▸ **Given instruction 1**: In the post about Mount Royal's Journey to Indigenization, which office hosted the event?
▸ **Given instruction 2**: Write out the part of the post about the Journey to Indigenization between "For those of" and "on university campuses.", inclusive, without changing a word.

▸ **Excerpted text**:
■ ■ ■ ■ ■ ■ ■

Championing collective excellence.
By Amanda Williams (2023-01-27)
As we begin a new term, I reflect with gratitude on 2022 and my experiences at MRU. Without a doubt, last fall one of my most meaningful experiences involved attending Mount Royal’s Journey to Indigenization.
For those of you that may have missed it, the Journey to Indigenization took place across campus from September 22 to Oct. 4, 2022. It was hosted by the office of Indigenization and decolonization. As their website notes, it offered faculty and students the opportunity “learn directly from elders, participate in Indigenous scholarship, or show support for Indigenous communities.”
Because I found my experience with this event so impactful, I asked those who presented their work, or attended, to answer one of the following two questions:
Below is what fellow faculty members shared. Their contributions include stories of their path to Indigenization and also showcased the work happening in courses and at the departmental level. Collectively, the responses remind me of the transformational potential that can emerge when people explore reconciliation and decolonization on university campuses.
I encourage you to consider being part of this journey next fall either as a presenter or attendee. Also reflect upon how you might encourage your students to be part of this process.

■ ■ ■ ■ ■ ■ ■

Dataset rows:
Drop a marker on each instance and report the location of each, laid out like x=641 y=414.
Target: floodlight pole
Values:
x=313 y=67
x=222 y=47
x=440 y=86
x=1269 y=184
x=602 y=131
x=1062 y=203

■ ■ ■ ■ ■ ■ ■

▸ **Written solution 1**: The office of Indigenization and decolonization hosted it.

▸ **Written solution 2**:
For those of you that may have missed it, the Journey to Indigenization took place across campus from September 22 to Oct. 4, 2022. It was hosted by the office of Indigenization and decolonization. As their website notes, it offered faculty and students the opportunity “learn directly from elders, participate in Indigenous scholarship, or show support for Indigenous communities.”
Because I found my experience with this event so impactful, I asked those who presented their work, or attended, to answer one of the following two questions:
Below is what fellow faculty members shared. Their contributions include stories of their path to Indigenization and also showcased the work happening in courses and at the departmental level. Collectively, the responses remind me of the transformational potential that can emerge when people explore reconciliation and decolonization on university campuses.